WHAT IS REQUIRED: Could you copy out every line of the material below word for word, leaving out the pictures?

GIVEN RECORDS:
— BEGIN —

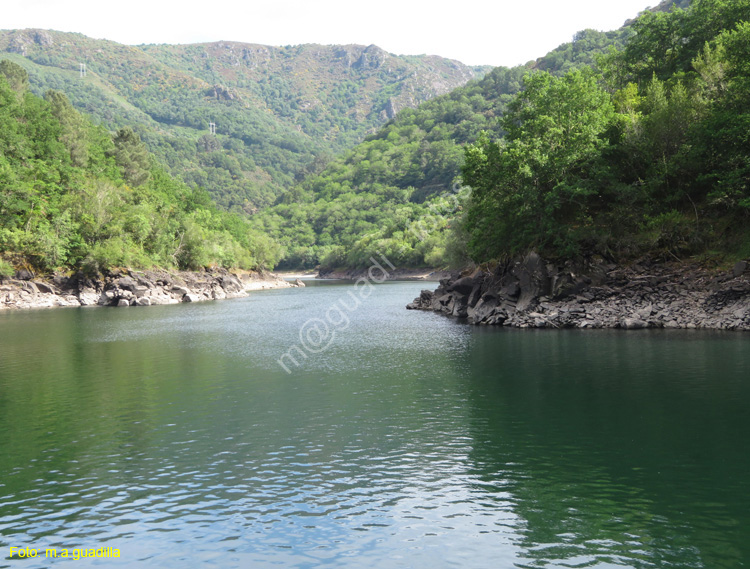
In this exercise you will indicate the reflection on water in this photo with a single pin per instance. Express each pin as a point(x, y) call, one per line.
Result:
point(172, 434)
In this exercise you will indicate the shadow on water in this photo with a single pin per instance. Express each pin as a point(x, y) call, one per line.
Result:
point(172, 433)
point(618, 448)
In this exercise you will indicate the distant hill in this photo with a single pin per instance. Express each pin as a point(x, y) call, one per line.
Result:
point(279, 112)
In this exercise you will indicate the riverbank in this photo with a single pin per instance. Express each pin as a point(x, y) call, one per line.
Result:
point(126, 287)
point(387, 273)
point(531, 293)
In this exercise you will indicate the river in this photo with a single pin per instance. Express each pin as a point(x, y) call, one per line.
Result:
point(183, 437)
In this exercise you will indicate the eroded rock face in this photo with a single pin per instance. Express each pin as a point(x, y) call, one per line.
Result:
point(130, 288)
point(530, 293)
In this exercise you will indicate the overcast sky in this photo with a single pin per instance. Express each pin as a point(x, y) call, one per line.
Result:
point(502, 32)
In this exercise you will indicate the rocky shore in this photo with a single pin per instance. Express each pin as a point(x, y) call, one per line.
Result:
point(124, 288)
point(532, 293)
point(397, 274)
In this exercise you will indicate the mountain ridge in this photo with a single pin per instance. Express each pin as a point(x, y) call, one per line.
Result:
point(276, 109)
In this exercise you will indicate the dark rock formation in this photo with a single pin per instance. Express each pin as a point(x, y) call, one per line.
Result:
point(529, 292)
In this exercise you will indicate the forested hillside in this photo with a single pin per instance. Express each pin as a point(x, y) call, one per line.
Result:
point(618, 143)
point(72, 196)
point(647, 153)
point(399, 190)
point(279, 111)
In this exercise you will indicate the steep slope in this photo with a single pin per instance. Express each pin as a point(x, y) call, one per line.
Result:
point(74, 197)
point(275, 109)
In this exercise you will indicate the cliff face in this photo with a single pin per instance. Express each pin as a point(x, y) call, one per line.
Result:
point(274, 109)
point(124, 288)
point(531, 293)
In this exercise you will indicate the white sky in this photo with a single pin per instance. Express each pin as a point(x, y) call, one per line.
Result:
point(502, 32)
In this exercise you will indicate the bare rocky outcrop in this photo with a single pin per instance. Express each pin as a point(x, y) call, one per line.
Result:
point(125, 287)
point(532, 293)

— END —

RESULT FOR THIS TASK:
In this exercise you will indicate the reflection on water in this photo with a single pin per instance. Express each pin as a point(x, y) call, one per line.
Result:
point(172, 434)
In this exercise you will indicate the shadow on water in this photo with a single pin per instance. Express each pin as a point(x, y) call, one per line.
Result:
point(172, 433)
point(618, 448)
In this exercise you will indicate the distant hill in this photo with a single pin per instance. Express each pin as a point(x, y) call, one per line.
Result:
point(279, 112)
In this exercise you will indicate the riverbank in this photo with a single pin per instance. Express each pin as a point(x, y) call, one per line.
Result:
point(126, 287)
point(387, 273)
point(531, 293)
In this exercise you will indicate the river in this photo with a single pin per instance. Express each pin as a point(x, y) call, one per line.
Result:
point(183, 437)
In this exercise you will indicate the eroded rock face in this photo with a single pin per instance. Express each pin as a point(x, y) call, one per line.
Result:
point(130, 288)
point(530, 293)
In this exercise you will indicate the overcast sky in this photo with a single pin per instance. Express each pin as a point(x, y) call, one per line.
Result:
point(502, 32)
In this exercise you will indicate the rocky shore in this photo with a single pin per instance. Express each pin as a point(x, y) call, one per line.
Result:
point(124, 288)
point(532, 293)
point(397, 274)
In this exercise you will indicate the mountain ridge in this photo with a single pin per instance. Express each pin as a point(x, y) call, one per line.
Result:
point(276, 109)
In this exercise you will indicate the dark rock formation in this photo with a single pin per instance. Express each pin as a point(x, y) call, one per line.
Result:
point(529, 292)
In this exercise you will indicate the forested hillside in this photo with a single pin per instance. Express each pin as a point(x, y) call, one per line.
Result:
point(618, 143)
point(72, 196)
point(647, 153)
point(399, 190)
point(279, 111)
In this exercise you will indicate the steep slope in this photo with a single pin per instance. Express each pin as a point(x, y) call, one per line.
Result:
point(74, 197)
point(275, 109)
In this exercise you will indicate the cliff face in this photo with a single pin per instance. Express each pin as a point(x, y) call, one per line.
Result:
point(274, 109)
point(124, 288)
point(531, 293)
In this exercise you will indicate the white sky in this photo with a single pin per instance. Express each pin as a point(x, y) call, one per line.
Result:
point(502, 32)
In this exercise you will indicate the bare rocky outcrop in this photo with a single pin per instance. Express each pin as a point(x, y) call, one per line.
Result:
point(125, 287)
point(532, 293)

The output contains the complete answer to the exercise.